Referring expression pointing data:

::::::

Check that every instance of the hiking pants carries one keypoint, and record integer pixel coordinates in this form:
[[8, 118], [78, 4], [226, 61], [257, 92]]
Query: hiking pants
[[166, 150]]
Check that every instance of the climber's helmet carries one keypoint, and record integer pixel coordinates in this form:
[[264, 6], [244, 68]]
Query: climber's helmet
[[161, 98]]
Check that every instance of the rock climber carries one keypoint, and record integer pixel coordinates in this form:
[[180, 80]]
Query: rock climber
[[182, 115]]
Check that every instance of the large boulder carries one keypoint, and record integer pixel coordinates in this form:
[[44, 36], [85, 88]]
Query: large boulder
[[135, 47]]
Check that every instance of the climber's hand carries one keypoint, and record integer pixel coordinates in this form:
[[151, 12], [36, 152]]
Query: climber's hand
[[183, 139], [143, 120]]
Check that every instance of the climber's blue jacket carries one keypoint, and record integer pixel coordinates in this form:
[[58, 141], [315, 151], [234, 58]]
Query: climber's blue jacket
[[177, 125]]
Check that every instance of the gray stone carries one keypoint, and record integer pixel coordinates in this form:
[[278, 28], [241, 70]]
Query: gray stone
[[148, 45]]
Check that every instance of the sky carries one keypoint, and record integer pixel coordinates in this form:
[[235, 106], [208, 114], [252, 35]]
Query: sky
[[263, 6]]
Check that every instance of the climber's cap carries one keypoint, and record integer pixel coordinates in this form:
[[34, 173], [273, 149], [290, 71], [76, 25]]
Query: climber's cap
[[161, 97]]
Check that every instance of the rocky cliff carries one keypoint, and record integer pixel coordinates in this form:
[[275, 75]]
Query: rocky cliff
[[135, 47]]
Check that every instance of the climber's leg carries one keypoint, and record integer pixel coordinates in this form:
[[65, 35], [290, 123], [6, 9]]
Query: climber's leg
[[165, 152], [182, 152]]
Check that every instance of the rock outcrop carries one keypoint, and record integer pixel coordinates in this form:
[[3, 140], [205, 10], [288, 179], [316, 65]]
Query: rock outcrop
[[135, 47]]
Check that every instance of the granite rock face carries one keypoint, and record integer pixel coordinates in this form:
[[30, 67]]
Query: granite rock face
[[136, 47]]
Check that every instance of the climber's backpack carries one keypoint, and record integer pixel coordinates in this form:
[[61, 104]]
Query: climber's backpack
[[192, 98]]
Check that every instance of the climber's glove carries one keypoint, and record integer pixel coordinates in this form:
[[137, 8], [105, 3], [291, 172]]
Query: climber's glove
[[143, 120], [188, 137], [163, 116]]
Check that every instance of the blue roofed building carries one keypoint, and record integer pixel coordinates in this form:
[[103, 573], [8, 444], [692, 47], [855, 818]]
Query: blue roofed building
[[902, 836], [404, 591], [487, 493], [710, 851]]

::::::

● **What you will do**
Your task is to output the full set of records exactly as presented.

● **Response**
Check that every instance of the hiking pants carries one keypoint, and record integer pixel coordinates in this form:
[[8, 118], [78, 4], [226, 61], [257, 92]]
Query: hiking pants
[[166, 150]]
Check that every instance of the climber's helmet carries one keypoint, and record integer pixel coordinates in this form:
[[264, 6], [244, 68]]
Query: climber's helmet
[[161, 98]]
Check that every instance of the rock climber carries one keypoint, and record integer pixel coordinates in this form:
[[180, 80]]
Query: rock climber
[[182, 115]]
Check that every instance of the large boulder carries one keypoint, and record integer pixel coordinates in this form:
[[44, 36], [85, 88]]
Query: large boulder
[[135, 47]]
Check that every instance of the climber's hand carries one keypoint, and record integer pixel coordinates in this form:
[[151, 12], [36, 152]]
Query: climber's hand
[[183, 139], [143, 120]]
Check that every instance of the climber's blue jacket carries one keypoint, and record integer pixel coordinates in this form:
[[58, 141], [315, 151], [234, 58]]
Query: climber's blue jacket
[[177, 125]]
Check that every instance of the gray stone carries one keypoint, and record integer pixel coordinates in this form:
[[278, 28], [241, 70]]
Query: gray stone
[[148, 45]]
Check that every instance of the sky carries one keypoint, and record integer pixel coordinates in this form:
[[235, 106], [208, 114], [252, 35]]
Query: sky
[[263, 6]]
Check that every instance of the climber's cap carries one keypoint, and record integer pixel coordinates in this form:
[[34, 173], [273, 149], [290, 71], [76, 25]]
Query: climber's cap
[[161, 97]]
Check that every instance of the rocky cliff carries one keypoint, and record integer pixel coordinates in this form:
[[275, 75]]
Query: rocky cliff
[[135, 47]]
Check that every instance of the climber's leg carries one keypoint, and record integer pixel coordinates in this form:
[[65, 35], [290, 123], [6, 9]]
Query: climber's leg
[[165, 152], [182, 152]]
Check that every instance of the rock outcrop carries one keypoint, and record integer pixel coordinates in this form:
[[3, 140], [205, 10], [288, 179], [316, 65]]
Query: rock outcrop
[[135, 47]]
Check that every instance of the granite rock face carries one keypoint, and record integer pixel coordinates in this form:
[[30, 67]]
Query: granite rock face
[[136, 47]]
Check that every instance of the climber's backpack carries one keypoint, and record integer pixel coordinates in this form:
[[61, 104]]
Query: climber's backpack
[[192, 98]]
Check that every instance of the climber's glove carries one keypoint, and record integer pixel coordinates in this form:
[[137, 8], [105, 3], [291, 172]]
Query: climber's glove
[[143, 120], [188, 137], [163, 116]]
Check that every instance of the blue roofed building carries one keypoint, and record integer pixel coordinates in this form:
[[103, 573], [8, 444], [692, 47], [855, 818]]
Query: blue roofed building
[[902, 836], [404, 591], [487, 493], [710, 851]]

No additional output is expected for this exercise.